*Data for this task*
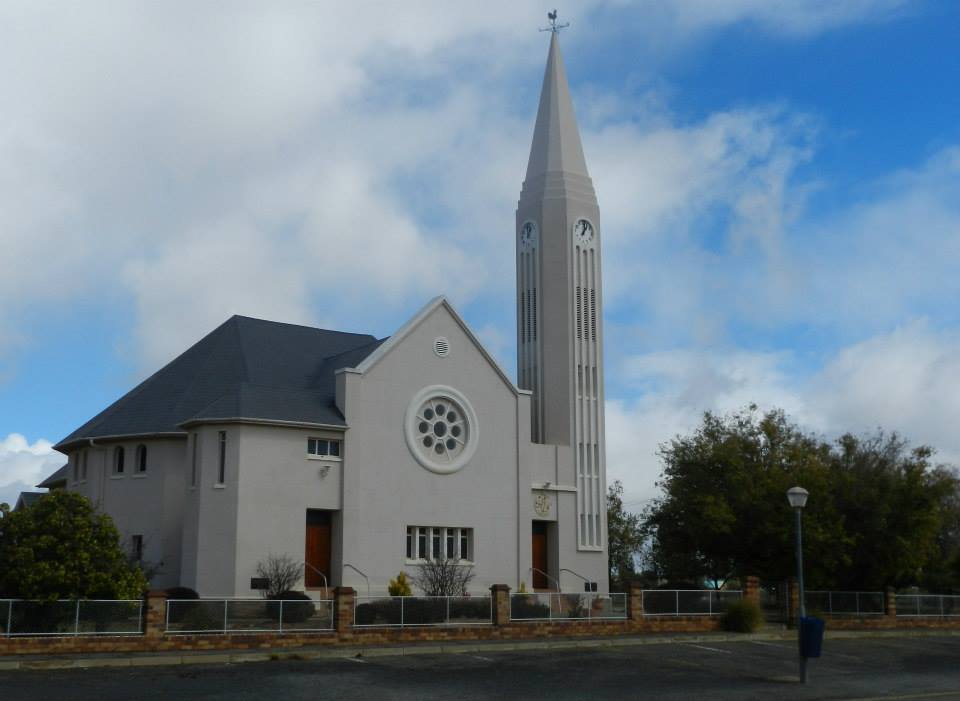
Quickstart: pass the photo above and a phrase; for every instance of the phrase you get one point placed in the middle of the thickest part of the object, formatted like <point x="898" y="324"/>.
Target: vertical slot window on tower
<point x="593" y="315"/>
<point x="579" y="315"/>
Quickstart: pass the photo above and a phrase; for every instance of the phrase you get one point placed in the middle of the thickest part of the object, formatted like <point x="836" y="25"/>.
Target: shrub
<point x="297" y="607"/>
<point x="742" y="616"/>
<point x="400" y="586"/>
<point x="181" y="593"/>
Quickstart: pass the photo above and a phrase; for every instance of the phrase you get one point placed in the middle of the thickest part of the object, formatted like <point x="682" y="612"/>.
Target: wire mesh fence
<point x="554" y="606"/>
<point x="248" y="615"/>
<point x="940" y="605"/>
<point x="21" y="617"/>
<point x="372" y="611"/>
<point x="845" y="603"/>
<point x="687" y="602"/>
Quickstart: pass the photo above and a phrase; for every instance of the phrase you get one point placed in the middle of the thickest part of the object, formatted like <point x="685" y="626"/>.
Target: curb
<point x="308" y="654"/>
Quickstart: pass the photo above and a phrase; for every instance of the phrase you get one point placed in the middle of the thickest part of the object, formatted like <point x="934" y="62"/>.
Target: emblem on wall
<point x="541" y="504"/>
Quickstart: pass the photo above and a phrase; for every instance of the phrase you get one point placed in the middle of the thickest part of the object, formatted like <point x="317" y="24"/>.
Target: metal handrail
<point x="365" y="577"/>
<point x="326" y="585"/>
<point x="565" y="569"/>
<point x="534" y="569"/>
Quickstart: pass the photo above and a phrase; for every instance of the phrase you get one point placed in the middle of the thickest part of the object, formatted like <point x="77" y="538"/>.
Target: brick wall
<point x="155" y="639"/>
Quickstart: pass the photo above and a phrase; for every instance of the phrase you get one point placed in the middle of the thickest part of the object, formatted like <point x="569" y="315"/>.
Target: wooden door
<point x="540" y="561"/>
<point x="317" y="555"/>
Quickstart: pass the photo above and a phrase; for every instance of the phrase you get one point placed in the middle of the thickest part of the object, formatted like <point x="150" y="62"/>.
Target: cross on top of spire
<point x="554" y="27"/>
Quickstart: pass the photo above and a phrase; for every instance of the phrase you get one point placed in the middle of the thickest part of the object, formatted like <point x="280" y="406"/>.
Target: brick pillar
<point x="155" y="615"/>
<point x="635" y="602"/>
<point x="890" y="605"/>
<point x="343" y="600"/>
<point x="500" y="593"/>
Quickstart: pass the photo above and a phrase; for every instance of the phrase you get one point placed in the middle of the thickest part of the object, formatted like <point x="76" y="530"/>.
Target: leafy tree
<point x="62" y="548"/>
<point x="624" y="538"/>
<point x="878" y="512"/>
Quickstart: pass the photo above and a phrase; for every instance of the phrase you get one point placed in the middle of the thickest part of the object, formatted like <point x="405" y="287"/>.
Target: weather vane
<point x="554" y="27"/>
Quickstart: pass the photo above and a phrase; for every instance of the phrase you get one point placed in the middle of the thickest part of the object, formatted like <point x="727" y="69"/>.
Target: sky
<point x="779" y="182"/>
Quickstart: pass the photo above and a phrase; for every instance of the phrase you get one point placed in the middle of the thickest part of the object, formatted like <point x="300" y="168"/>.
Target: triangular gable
<point x="426" y="311"/>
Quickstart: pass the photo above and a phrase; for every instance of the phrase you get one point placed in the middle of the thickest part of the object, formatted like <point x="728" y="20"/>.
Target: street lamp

*Written request*
Pull out each line above that contains the word "wall", and copy every one of them in full.

*Response to this exercise*
Target: emblem on wall
Target: brick wall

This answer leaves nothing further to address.